THE EXERCISE: Continue the forum thread below about guessing when MarkSmith got home, picking up right after its final line.

Are you back yet??? :lol:


----------



## nichol4s (Jun 16, 2012)

18:14


----------



## S63 (Jan 5, 2007)

J1ODY A said:


> Snap, I will enter for the crack but if I am right give it to the next closest.
> 
> Think the dog hair will be the problem so stick you in for 15:54 my friend.


14-36........same as above, have enough wheel cleaner for a lifetime.


----------



## Samh92 (Aug 30, 2012)

16:12 if it hasn't been answered?


----------



## MarkSmith (Dec 17, 2010)

Thanks guys, times up !!

I will take a look through the thread now and see who has won 

Thanks too to the guys who said to pass it to the next closest if they won, thats very kind of you all


----------



## James RX8 (Feb 13, 2009)

17:12


----------



## MarkSmith (Dec 17, 2010)

A big thanks to everyonje who entered !

So, the time I walked through my front door this afternoon, according to my phone, was 14:11

which means the very first guess of the competition was the winner, Zetec Al guessing 14:10

There were some really close guesses too, including one guess at 14.15 !!

Well done Zetec-Al, pm me your address mate and I will post it tomorrow for you


----------



## mr.t (Oct 1, 2010)

MarkSmith said:


> A big thanks to everyonje who entered !
> 
> So, the time I walked through my front door this afternoon, according to my phone, was 14:11
> 
> ...


damn i was an hour off!


----------



## Kriminal (Jan 11, 2007)

Bugger. Story of my life - always late :wall:

Congrats though, Zetec-Al :thumb:


----------



## Rayner (Aug 16, 2012)

First post? What's the chances of that :lol:


----------



## S63 (Jan 5, 2007)

SUPPLIED MATERIAL:
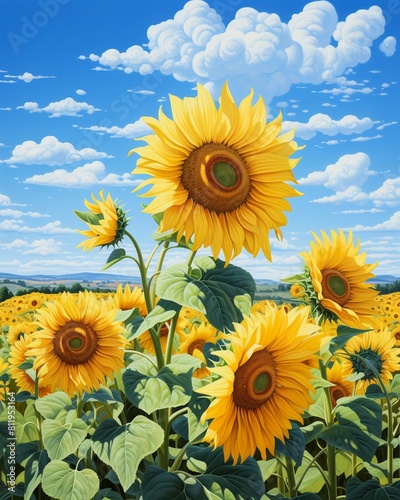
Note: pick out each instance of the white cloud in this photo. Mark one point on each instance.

TASK ANSWER:
rayner said:


> First post? What's the chances of that :lol:


And have you noticed where he lives? Had the gaff staked out.


----------



## MarkSmith (Dec 17, 2010)

S63 said:


> And have you noticed where he lives? Had the gaff staked out.


:lol:

Wondered who that was that was following me !!!


----------



## MarkSmith (Dec 17, 2010)

ZetecAl - I forgot you were in Wycombe - if you want I can pop it over to you tomorrow, let me know mate if that suits you rather than waiting for the postie and send me your address via pm.

Would be good to finally meet you and put a face to the user name


----------



## Mumbles (Nov 7, 2011)

Haha, first post! :lol:

None of us stood a chance! :wall:

Congrats to winner


----------



## Zetec-al (Feb 28, 2011)

Omg mark that is really odd! First post and we are both in wycombe! I will give you a PM later as im on my phone at the moment!


----------



## J1ODY A (Nov 28, 2008)

Mark, you clearly don't do as good as job as I thought being able to get back so soon


----------



## S63 (Jan 5, 2007)

J1ODY A said:


> Mark, you clearly don't do as good as job as I thought being able to get back so soon


Pichers or it never happened, just the local High Wycombe mafia having a laugh.


----------



## Mumbles (Nov 7, 2011)

J1ODY A said:


> Mark, you clearly don't do as good as job as I thought being able to get back so soon


:lol::lol::lol::lol:


----------



## MarkSmith (Dec 17, 2010)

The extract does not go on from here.